## Challenge
Please echo the following lines word for word, everything from the start of the entries down to the line containing "x=713, y=468", both ends included.

═══ Exercise inputs

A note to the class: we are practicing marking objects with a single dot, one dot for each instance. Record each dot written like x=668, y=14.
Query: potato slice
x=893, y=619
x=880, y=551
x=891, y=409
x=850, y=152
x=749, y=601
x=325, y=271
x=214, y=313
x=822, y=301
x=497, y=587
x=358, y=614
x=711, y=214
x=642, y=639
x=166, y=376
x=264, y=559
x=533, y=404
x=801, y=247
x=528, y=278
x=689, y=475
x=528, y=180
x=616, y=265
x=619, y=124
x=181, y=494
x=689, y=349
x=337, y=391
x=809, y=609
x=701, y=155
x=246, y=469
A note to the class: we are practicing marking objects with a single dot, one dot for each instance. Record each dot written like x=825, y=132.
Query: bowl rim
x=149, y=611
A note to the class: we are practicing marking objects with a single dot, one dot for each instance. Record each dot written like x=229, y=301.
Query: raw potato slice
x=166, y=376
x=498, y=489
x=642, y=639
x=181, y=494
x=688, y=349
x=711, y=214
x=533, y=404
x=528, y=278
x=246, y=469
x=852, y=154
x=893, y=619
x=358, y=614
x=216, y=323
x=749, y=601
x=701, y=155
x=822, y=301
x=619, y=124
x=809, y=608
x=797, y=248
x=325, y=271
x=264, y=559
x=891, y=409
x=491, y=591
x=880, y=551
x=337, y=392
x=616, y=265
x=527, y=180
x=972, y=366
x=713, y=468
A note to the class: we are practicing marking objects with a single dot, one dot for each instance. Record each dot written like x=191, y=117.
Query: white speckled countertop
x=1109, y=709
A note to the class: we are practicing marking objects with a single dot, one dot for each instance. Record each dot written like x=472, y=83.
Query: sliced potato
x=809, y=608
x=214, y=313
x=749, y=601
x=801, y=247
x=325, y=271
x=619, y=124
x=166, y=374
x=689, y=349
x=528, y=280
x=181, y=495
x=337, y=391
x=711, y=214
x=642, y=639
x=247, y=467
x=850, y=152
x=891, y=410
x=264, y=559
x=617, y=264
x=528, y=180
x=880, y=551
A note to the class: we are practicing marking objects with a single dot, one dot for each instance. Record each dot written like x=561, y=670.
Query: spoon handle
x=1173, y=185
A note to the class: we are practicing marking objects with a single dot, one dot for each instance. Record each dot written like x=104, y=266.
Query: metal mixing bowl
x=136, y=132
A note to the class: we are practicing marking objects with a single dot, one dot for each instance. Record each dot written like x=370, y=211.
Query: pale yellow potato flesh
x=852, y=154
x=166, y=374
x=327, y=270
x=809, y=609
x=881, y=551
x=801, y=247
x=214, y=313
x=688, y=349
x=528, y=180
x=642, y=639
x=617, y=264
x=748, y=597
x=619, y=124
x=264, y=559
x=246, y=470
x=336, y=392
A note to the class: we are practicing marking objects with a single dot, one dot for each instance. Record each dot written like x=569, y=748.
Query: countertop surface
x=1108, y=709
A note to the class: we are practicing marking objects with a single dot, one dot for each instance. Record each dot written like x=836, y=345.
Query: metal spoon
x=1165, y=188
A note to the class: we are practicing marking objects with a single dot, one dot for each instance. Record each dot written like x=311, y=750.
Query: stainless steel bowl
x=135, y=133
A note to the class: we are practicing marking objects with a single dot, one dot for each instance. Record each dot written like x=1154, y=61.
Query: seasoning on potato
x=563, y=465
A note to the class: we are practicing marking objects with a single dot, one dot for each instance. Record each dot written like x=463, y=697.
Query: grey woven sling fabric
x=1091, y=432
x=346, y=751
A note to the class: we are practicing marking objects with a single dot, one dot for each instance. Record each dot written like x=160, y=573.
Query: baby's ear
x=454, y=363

══════

## Reply
A note to the class: we are practicing marking objects with a single dot, one dot for each instance. Record each dot written like x=668, y=14.
Query: potato slice
x=893, y=619
x=880, y=551
x=891, y=409
x=850, y=152
x=749, y=601
x=325, y=271
x=214, y=313
x=822, y=301
x=497, y=587
x=358, y=614
x=711, y=214
x=642, y=639
x=166, y=376
x=264, y=559
x=533, y=404
x=801, y=247
x=528, y=278
x=689, y=475
x=528, y=180
x=616, y=265
x=619, y=124
x=181, y=494
x=689, y=349
x=337, y=391
x=809, y=609
x=701, y=155
x=246, y=469
A note to the class: we are practicing marking objects with a single dot, one dot for each instance. Record each dot written like x=825, y=132.
Query: bowl rim
x=149, y=611
A note to the class: we are practicing marking objects with a single dot, one dot for each instance. Record each dot written like x=229, y=301.
Query: raw potato slice
x=166, y=376
x=498, y=489
x=642, y=639
x=181, y=494
x=688, y=349
x=711, y=214
x=533, y=404
x=528, y=278
x=246, y=469
x=852, y=154
x=893, y=619
x=358, y=614
x=216, y=323
x=749, y=601
x=701, y=155
x=822, y=301
x=619, y=124
x=809, y=608
x=797, y=248
x=325, y=271
x=264, y=559
x=891, y=409
x=491, y=591
x=880, y=551
x=337, y=392
x=616, y=265
x=527, y=180
x=972, y=366
x=713, y=468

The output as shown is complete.